(What is needed): Reproduce the material from its start through the line containing "192 255 L 195", both ends included, and add 76 to every number in the answer SVG markup (the viewBox values and the outline coordinates). Keep the requests and their sample markup unchanged.

Records from a dataset

* * *

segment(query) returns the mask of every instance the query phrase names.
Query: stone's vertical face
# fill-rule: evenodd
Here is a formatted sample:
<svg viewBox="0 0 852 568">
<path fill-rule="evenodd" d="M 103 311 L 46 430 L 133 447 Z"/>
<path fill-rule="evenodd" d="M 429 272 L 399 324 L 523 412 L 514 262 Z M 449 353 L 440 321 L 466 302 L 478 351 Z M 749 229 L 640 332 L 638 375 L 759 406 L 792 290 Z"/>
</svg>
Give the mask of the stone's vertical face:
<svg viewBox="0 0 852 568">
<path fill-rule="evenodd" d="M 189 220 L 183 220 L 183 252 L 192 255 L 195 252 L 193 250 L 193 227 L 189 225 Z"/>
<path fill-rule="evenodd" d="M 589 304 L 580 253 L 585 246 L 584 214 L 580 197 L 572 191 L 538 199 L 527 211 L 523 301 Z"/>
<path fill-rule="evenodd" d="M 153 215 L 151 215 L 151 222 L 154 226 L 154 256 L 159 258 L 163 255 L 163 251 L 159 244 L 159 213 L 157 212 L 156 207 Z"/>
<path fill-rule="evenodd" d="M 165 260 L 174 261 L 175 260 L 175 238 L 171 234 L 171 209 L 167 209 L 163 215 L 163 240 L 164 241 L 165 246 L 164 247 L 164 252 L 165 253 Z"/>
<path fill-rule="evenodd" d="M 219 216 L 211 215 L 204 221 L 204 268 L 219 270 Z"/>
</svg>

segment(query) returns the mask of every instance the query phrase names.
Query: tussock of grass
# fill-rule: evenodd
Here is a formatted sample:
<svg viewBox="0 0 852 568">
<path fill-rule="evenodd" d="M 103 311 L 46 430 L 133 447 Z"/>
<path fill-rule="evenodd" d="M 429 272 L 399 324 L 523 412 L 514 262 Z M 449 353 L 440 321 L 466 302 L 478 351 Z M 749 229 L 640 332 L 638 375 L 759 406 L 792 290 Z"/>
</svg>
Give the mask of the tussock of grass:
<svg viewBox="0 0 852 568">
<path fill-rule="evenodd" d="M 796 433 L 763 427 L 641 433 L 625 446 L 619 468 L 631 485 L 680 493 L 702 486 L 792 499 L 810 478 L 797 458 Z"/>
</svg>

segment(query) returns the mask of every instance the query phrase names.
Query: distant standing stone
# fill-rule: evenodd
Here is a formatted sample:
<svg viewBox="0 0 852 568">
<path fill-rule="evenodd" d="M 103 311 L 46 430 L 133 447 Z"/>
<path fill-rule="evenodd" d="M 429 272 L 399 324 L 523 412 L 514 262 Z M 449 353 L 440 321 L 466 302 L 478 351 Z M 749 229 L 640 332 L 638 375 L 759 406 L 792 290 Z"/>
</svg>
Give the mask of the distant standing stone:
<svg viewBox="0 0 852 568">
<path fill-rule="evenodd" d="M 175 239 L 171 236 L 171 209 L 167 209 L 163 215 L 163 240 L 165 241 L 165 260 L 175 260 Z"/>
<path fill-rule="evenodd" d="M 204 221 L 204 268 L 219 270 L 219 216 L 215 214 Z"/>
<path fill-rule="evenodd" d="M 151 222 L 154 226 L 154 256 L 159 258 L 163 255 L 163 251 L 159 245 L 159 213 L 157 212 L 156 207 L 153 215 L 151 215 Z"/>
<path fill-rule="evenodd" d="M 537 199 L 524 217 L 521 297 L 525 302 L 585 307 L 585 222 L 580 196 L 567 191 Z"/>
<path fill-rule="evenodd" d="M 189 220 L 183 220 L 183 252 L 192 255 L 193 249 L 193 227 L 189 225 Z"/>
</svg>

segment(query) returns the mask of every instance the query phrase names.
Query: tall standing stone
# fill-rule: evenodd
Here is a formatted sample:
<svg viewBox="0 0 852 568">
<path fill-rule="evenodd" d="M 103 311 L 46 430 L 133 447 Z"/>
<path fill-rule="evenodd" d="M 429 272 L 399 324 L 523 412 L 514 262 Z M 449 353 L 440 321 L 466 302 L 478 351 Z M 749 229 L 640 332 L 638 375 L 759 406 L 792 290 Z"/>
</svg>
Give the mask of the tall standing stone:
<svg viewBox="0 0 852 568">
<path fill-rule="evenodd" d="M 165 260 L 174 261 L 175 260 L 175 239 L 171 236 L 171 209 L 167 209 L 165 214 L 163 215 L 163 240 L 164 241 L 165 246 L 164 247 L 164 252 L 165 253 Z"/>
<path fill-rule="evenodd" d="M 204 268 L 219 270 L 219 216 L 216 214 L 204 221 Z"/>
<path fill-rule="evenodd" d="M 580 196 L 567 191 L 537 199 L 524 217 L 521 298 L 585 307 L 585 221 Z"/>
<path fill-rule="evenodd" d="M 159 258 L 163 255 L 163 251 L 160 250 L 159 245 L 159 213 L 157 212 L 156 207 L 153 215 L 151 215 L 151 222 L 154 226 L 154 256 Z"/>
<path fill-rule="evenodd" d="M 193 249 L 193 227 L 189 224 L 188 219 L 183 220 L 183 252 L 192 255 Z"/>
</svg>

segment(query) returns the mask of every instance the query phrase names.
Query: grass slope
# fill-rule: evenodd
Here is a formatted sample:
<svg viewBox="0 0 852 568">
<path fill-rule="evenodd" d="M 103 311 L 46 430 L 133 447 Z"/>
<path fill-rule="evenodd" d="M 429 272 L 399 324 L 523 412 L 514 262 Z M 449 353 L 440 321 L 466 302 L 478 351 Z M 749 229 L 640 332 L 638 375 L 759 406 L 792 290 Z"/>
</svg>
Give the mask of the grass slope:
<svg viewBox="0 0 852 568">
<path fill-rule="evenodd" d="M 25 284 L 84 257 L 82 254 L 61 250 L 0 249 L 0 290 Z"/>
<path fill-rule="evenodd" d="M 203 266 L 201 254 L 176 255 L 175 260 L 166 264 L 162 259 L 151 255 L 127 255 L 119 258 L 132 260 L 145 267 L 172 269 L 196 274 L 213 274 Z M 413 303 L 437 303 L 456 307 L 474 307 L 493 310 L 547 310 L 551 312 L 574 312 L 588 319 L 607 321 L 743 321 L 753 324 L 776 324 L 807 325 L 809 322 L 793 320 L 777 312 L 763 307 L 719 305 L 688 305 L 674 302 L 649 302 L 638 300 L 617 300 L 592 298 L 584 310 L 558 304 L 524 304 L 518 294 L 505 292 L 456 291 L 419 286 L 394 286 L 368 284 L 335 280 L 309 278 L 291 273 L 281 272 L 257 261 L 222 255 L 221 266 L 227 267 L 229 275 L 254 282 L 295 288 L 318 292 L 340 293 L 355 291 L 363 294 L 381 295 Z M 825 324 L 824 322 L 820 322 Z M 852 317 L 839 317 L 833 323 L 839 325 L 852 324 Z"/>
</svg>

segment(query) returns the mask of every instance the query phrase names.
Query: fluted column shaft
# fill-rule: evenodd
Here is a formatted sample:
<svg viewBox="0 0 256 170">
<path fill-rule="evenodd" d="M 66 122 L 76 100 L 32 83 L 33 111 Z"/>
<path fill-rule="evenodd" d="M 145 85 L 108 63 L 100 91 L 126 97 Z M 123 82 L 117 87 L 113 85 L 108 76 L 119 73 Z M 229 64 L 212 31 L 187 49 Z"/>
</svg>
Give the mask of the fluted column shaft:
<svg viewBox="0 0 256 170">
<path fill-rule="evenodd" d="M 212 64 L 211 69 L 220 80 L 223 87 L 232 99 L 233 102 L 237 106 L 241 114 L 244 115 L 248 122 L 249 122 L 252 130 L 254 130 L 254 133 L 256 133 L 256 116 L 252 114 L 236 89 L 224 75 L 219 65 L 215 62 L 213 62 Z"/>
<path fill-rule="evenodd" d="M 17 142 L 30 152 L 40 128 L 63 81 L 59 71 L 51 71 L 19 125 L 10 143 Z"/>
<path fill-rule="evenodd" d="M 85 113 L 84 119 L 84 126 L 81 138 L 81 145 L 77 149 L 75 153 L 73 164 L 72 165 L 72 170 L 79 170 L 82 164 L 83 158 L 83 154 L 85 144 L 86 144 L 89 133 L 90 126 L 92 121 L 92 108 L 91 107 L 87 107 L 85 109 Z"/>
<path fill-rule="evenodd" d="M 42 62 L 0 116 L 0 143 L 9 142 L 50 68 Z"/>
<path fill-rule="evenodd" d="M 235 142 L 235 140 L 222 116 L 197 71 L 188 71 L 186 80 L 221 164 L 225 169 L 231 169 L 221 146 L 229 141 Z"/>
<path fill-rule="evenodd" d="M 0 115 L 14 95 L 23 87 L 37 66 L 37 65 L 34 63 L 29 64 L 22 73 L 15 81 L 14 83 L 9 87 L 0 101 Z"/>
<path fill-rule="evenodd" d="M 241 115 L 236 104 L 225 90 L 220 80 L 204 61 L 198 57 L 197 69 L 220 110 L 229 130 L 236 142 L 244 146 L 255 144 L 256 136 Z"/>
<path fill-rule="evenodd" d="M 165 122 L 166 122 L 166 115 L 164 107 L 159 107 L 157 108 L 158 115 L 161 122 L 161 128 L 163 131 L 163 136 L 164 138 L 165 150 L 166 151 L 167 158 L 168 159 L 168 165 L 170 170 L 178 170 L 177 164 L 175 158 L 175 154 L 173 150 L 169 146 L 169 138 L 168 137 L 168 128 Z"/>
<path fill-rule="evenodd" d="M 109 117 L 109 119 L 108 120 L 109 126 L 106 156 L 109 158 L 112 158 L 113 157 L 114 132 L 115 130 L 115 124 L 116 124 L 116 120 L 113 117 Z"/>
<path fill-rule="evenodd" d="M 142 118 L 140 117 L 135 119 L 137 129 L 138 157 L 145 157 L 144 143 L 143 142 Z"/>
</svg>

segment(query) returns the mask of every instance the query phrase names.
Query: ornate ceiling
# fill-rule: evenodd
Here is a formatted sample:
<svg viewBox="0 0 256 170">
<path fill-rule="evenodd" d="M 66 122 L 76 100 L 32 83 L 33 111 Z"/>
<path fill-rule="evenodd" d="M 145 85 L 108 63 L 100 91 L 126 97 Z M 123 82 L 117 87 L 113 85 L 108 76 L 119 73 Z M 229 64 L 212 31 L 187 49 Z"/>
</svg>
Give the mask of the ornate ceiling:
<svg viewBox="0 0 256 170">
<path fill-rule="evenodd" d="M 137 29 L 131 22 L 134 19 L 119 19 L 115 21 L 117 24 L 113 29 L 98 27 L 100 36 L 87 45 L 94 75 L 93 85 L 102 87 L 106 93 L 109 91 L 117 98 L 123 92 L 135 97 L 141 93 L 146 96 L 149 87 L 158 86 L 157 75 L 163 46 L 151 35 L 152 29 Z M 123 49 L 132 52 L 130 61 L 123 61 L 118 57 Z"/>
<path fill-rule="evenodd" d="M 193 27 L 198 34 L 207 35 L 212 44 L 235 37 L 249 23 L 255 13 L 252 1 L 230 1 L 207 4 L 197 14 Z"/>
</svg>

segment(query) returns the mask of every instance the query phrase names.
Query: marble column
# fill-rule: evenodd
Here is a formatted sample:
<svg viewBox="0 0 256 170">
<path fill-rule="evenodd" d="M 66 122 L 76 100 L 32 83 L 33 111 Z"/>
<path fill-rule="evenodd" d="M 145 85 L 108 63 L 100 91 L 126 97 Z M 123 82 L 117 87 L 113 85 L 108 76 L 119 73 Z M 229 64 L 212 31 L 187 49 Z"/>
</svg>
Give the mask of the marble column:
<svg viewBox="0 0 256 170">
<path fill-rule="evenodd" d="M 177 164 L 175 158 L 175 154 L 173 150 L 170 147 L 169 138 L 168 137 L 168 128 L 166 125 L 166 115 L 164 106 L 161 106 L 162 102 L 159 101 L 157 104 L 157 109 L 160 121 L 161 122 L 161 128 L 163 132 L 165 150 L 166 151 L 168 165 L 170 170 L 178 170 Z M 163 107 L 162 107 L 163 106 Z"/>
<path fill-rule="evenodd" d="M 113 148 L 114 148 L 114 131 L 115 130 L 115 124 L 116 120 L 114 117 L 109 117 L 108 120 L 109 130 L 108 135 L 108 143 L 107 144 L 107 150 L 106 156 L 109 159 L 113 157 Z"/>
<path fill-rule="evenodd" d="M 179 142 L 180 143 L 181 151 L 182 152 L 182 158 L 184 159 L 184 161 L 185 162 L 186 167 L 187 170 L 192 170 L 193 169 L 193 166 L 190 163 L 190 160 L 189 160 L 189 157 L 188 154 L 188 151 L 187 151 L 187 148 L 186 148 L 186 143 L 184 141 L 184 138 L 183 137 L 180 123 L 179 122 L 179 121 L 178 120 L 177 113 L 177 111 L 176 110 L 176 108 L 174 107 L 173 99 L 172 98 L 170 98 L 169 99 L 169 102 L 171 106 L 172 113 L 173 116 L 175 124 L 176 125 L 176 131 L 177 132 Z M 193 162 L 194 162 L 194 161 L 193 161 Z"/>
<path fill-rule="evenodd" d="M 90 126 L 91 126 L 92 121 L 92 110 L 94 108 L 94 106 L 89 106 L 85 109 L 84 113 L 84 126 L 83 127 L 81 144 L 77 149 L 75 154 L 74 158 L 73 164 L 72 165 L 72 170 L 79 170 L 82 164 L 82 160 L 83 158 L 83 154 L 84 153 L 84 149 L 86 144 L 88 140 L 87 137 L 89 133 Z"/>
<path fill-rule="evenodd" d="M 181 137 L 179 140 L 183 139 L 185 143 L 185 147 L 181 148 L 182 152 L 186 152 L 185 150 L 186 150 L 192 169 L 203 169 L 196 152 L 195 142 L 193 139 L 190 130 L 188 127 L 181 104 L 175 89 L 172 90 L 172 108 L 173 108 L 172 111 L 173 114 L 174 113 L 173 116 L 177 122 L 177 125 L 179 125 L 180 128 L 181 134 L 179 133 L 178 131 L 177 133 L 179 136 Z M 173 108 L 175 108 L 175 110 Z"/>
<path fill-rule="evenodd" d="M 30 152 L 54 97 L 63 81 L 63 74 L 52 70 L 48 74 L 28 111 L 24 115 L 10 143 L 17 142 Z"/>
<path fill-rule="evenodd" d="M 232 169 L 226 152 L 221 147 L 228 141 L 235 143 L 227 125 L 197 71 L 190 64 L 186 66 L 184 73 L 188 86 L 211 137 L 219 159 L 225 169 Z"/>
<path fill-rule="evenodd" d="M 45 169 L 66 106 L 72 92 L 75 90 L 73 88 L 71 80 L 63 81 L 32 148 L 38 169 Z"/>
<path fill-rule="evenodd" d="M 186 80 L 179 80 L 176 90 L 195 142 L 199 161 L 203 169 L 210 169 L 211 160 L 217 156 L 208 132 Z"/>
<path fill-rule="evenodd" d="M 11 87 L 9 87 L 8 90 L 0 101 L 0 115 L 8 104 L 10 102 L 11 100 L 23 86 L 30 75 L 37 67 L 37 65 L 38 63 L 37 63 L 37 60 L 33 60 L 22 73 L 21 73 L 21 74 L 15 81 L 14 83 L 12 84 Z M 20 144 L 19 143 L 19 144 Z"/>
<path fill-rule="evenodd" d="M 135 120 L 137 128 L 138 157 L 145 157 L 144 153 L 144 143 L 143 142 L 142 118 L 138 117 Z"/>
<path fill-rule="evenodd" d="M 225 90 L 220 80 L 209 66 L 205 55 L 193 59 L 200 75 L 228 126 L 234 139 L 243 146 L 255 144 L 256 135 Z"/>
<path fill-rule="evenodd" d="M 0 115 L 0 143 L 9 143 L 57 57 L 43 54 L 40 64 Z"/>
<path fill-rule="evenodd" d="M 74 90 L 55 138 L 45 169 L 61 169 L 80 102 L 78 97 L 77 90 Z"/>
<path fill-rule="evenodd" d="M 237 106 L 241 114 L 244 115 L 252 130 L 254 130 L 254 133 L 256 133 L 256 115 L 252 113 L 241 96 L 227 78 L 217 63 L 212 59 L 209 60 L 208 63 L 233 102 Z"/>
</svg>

* * *

(Output):
segment(query) returns the mask of every instance the query phrase names.
Query: stone's vertical face
# fill-rule: evenodd
Here is a formatted sample:
<svg viewBox="0 0 852 568">
<path fill-rule="evenodd" d="M 103 311 L 46 430 L 133 447 Z"/>
<path fill-rule="evenodd" d="M 429 272 L 399 324 L 523 412 L 514 262 Z M 449 353 L 440 321 L 466 302 L 478 351 Z M 749 229 L 640 332 L 638 375 L 759 406 L 792 290 Z"/>
</svg>
Give the mask of the stone's vertical face:
<svg viewBox="76 76 928 644">
<path fill-rule="evenodd" d="M 265 296 L 259 296 L 259 328 L 268 331 L 271 328 L 269 326 L 269 303 L 265 301 Z"/>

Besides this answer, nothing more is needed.